INSTRUCTION —
Please extract the items below verbatim, starting at the first line and ending at the line that contains "MULTIPOLYGON (((3 460, 4", with both of those lines included.

[Start of DATASET ROWS]

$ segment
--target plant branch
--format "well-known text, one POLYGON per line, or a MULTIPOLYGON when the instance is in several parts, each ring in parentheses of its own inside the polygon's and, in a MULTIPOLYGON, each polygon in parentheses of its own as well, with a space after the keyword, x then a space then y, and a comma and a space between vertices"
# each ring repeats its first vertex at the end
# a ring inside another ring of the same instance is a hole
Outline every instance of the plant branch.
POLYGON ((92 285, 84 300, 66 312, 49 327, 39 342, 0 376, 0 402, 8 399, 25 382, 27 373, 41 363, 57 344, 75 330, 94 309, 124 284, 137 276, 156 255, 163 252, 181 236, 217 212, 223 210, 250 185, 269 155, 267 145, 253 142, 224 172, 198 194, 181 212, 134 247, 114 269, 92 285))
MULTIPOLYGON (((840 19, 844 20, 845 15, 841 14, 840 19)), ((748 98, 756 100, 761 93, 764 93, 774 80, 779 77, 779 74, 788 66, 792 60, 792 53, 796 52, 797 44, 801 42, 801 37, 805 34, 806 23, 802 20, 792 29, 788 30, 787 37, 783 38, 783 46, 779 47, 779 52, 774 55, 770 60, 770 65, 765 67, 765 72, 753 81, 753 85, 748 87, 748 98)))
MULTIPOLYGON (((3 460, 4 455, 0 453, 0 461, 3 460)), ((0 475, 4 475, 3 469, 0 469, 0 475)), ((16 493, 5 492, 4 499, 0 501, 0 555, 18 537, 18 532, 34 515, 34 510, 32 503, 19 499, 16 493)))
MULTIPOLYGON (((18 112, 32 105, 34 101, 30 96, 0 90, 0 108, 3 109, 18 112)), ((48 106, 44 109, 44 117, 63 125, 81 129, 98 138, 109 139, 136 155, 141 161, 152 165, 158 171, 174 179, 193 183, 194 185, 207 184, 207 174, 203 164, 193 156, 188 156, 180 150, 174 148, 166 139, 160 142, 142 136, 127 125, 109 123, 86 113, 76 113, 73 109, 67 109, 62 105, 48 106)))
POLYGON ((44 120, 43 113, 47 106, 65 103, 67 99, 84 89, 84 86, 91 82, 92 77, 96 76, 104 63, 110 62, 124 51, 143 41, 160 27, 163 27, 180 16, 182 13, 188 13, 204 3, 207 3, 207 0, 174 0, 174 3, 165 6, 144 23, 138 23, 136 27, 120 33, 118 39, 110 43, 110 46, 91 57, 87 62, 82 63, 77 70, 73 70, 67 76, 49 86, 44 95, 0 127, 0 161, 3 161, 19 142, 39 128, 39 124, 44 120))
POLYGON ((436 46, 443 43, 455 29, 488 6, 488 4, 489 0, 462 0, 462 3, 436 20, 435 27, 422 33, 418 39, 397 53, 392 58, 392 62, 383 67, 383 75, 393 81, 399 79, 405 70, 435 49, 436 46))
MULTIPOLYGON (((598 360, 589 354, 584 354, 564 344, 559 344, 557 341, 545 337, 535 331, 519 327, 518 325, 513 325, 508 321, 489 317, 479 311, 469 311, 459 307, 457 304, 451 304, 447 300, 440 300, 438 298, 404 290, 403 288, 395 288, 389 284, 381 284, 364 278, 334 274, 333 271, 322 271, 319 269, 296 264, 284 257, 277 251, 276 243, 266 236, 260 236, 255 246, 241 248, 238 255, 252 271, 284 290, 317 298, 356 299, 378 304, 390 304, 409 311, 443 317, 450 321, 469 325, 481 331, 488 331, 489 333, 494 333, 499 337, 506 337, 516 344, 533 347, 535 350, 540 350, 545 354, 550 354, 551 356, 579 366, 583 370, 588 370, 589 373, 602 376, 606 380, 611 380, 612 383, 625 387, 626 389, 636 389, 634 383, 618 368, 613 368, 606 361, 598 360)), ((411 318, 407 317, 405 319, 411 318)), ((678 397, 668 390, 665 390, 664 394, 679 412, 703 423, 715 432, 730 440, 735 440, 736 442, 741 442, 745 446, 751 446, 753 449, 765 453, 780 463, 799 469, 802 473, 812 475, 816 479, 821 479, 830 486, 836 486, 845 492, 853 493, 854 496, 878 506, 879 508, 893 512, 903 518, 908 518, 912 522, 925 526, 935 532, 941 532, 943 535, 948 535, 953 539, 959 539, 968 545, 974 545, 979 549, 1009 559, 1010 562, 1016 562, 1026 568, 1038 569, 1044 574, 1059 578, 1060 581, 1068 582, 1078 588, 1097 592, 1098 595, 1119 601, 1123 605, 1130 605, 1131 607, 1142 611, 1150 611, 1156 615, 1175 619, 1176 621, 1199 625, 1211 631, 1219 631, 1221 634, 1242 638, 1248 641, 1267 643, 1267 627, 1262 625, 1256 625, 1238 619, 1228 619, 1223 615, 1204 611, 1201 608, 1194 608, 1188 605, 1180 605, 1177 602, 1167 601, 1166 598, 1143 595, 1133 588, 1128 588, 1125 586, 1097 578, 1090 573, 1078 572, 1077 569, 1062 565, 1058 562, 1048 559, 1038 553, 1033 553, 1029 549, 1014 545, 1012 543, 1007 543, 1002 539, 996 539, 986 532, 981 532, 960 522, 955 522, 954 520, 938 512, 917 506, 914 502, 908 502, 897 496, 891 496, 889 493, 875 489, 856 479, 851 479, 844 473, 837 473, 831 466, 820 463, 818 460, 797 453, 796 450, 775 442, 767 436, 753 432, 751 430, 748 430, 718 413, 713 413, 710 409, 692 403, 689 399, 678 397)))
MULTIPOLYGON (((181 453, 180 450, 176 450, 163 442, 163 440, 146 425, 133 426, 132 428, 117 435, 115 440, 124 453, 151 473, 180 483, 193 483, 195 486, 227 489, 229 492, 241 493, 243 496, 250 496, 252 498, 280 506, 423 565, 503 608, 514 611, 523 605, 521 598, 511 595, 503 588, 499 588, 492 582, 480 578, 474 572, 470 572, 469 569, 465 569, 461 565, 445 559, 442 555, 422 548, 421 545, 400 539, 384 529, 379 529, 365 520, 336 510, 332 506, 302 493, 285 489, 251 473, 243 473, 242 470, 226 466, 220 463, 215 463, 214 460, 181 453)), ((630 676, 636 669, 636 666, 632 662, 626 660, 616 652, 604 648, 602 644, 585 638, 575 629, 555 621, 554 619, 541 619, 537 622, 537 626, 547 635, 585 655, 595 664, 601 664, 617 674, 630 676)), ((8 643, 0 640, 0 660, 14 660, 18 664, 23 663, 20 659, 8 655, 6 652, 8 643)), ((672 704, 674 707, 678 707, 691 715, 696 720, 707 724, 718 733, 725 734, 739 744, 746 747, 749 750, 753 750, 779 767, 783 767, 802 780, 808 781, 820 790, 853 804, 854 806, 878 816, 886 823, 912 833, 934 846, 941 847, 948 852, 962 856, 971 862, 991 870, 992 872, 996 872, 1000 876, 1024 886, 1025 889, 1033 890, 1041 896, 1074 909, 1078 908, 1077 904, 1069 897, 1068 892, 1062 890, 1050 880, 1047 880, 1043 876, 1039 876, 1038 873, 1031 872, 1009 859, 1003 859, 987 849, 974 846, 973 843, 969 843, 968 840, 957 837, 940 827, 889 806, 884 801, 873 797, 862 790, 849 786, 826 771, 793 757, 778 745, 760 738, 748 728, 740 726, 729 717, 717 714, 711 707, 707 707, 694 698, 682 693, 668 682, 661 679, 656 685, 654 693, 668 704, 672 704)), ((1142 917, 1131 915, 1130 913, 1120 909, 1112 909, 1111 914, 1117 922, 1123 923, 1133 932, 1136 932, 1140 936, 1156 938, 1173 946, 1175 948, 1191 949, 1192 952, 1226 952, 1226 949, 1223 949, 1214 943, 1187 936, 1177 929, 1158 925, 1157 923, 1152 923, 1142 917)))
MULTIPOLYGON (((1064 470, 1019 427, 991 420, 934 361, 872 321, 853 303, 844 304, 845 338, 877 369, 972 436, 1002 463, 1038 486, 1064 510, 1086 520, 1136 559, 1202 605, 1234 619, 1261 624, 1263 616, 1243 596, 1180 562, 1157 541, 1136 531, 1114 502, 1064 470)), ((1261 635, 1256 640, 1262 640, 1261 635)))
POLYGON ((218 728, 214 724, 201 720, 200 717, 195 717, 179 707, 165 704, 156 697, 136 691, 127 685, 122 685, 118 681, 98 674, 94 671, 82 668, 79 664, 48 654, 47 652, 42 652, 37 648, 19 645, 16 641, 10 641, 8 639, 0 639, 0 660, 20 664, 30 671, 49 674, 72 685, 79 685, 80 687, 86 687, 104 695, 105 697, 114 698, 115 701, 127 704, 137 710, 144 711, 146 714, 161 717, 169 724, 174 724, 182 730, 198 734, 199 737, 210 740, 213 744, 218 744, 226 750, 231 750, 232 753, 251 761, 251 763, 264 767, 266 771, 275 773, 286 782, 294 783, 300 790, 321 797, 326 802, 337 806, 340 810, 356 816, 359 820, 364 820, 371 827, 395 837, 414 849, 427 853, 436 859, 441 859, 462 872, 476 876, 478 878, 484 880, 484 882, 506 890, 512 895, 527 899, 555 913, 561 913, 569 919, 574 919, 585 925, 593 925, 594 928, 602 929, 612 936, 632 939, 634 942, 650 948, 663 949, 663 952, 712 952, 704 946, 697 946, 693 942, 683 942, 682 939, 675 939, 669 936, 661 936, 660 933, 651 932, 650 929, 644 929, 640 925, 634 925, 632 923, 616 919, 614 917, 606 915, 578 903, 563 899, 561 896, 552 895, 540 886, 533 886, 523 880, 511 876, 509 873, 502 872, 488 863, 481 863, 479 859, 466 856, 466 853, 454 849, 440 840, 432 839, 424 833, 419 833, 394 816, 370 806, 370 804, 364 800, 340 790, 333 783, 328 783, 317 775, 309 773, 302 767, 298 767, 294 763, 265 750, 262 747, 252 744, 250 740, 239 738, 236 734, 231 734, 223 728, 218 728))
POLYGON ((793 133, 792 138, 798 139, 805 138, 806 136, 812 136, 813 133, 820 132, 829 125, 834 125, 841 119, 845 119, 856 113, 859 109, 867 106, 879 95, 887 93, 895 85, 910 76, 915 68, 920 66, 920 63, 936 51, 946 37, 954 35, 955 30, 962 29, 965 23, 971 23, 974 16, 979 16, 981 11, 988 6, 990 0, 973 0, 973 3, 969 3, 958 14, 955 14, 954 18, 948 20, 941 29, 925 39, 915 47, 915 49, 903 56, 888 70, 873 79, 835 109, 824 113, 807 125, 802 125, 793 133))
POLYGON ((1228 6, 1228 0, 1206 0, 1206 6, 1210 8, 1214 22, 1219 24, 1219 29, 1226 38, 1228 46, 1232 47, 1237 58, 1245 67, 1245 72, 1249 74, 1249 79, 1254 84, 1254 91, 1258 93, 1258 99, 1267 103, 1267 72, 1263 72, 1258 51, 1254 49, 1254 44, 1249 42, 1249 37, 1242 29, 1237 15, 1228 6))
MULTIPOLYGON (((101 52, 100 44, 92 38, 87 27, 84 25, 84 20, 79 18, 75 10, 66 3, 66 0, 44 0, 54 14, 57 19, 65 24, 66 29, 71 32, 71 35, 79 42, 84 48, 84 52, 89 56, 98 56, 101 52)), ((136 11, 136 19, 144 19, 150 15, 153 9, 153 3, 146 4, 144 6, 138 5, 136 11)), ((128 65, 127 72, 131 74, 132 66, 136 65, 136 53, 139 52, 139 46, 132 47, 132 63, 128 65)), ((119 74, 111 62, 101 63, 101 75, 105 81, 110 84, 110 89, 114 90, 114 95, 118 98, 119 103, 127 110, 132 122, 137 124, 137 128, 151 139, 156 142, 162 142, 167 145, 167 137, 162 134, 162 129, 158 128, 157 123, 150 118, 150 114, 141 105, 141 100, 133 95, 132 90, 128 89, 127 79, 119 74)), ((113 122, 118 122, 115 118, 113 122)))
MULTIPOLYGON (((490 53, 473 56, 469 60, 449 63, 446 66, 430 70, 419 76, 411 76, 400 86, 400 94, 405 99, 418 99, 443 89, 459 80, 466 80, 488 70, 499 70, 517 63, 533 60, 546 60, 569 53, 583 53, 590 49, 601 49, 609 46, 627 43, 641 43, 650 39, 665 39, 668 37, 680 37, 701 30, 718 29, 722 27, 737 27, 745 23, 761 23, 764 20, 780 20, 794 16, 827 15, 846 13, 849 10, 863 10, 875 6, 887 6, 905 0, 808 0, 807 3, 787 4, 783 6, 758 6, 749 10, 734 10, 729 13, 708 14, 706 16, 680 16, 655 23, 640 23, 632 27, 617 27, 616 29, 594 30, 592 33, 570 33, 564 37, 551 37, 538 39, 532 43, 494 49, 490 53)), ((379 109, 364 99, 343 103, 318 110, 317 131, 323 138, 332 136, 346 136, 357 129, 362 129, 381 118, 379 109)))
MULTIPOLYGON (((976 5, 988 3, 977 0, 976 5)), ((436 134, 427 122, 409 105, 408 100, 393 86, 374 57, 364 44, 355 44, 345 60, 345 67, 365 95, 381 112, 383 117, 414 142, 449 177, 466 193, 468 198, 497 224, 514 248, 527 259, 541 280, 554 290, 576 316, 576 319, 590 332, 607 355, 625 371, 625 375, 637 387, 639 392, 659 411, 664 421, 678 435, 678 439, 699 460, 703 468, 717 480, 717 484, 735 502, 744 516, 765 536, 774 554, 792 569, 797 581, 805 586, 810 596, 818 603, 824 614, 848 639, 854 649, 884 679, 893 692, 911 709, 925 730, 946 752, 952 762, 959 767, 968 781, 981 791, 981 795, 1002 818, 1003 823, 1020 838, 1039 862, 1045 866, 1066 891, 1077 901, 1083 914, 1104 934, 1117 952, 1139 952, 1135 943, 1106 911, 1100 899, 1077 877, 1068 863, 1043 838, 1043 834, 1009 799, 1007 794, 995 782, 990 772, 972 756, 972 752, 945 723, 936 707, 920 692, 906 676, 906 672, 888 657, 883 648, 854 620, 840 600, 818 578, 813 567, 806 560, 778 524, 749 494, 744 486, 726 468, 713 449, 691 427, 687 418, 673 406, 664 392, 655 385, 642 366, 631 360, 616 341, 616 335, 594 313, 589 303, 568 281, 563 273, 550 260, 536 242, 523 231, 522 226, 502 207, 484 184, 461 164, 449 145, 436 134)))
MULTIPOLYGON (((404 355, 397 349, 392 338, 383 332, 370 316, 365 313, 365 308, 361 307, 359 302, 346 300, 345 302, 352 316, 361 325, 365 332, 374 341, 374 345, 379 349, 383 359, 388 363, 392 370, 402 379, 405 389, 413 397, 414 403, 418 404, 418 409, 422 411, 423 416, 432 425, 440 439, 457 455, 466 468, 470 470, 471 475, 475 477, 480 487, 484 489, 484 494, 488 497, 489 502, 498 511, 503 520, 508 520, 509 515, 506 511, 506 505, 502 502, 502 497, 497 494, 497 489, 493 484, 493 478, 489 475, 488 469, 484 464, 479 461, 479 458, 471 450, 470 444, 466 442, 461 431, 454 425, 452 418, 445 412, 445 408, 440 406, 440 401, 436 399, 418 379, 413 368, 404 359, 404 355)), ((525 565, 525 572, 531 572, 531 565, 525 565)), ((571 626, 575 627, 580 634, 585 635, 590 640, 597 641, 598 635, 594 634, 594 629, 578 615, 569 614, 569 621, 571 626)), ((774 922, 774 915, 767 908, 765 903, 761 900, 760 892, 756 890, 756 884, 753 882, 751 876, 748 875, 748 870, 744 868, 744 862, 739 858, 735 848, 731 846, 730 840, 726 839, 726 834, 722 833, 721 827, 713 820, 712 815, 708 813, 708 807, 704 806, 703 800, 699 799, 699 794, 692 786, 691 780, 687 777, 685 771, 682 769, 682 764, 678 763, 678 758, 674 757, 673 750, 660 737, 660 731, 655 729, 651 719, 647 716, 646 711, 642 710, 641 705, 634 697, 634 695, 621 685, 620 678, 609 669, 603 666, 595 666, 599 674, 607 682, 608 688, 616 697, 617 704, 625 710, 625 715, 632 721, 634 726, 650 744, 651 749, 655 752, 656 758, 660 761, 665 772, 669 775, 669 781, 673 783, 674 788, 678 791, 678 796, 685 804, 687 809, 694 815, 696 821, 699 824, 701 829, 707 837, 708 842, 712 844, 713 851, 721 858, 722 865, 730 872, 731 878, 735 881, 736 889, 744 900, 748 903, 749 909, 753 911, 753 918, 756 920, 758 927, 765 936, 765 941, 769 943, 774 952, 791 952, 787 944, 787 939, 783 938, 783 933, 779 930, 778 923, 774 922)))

[End of DATASET ROWS]

OUTPUT OF THE TASK —
$ segment
--target plant branch
--format "well-known text, one POLYGON per line, or a MULTIPOLYGON when the instance is in several parts, each ring in parentheses of its own inside the polygon's and, in a MULTIPOLYGON, each polygon in parentheses of its own as well, with a space after the keyword, x then a space then y, and a comma and a space between vertices"
# each ring repeats its first vertex at the end
# a ring inside another ring of the same instance is a hole
Outline every instance of the plant branch.
POLYGON ((92 285, 84 300, 66 312, 49 327, 39 342, 0 376, 0 402, 8 399, 25 382, 27 373, 41 363, 57 344, 75 330, 94 309, 124 284, 137 276, 156 255, 163 252, 181 236, 217 212, 223 210, 250 185, 269 155, 267 145, 253 142, 224 172, 198 194, 181 212, 134 247, 114 269, 92 285))
MULTIPOLYGON (((840 19, 844 20, 845 15, 841 14, 840 19)), ((748 98, 756 100, 761 93, 764 93, 774 80, 779 77, 779 74, 788 66, 792 60, 792 53, 796 52, 797 44, 801 42, 801 37, 805 34, 806 23, 802 20, 792 29, 788 30, 787 37, 783 38, 783 46, 779 47, 779 52, 774 55, 770 60, 770 65, 765 67, 765 72, 753 81, 753 85, 748 87, 748 98)))
MULTIPOLYGON (((3 460, 4 455, 0 453, 0 461, 3 460)), ((0 475, 4 475, 3 469, 0 469, 0 475)), ((16 493, 5 492, 4 499, 0 501, 0 555, 18 537, 18 532, 34 515, 34 510, 32 503, 19 499, 16 493)))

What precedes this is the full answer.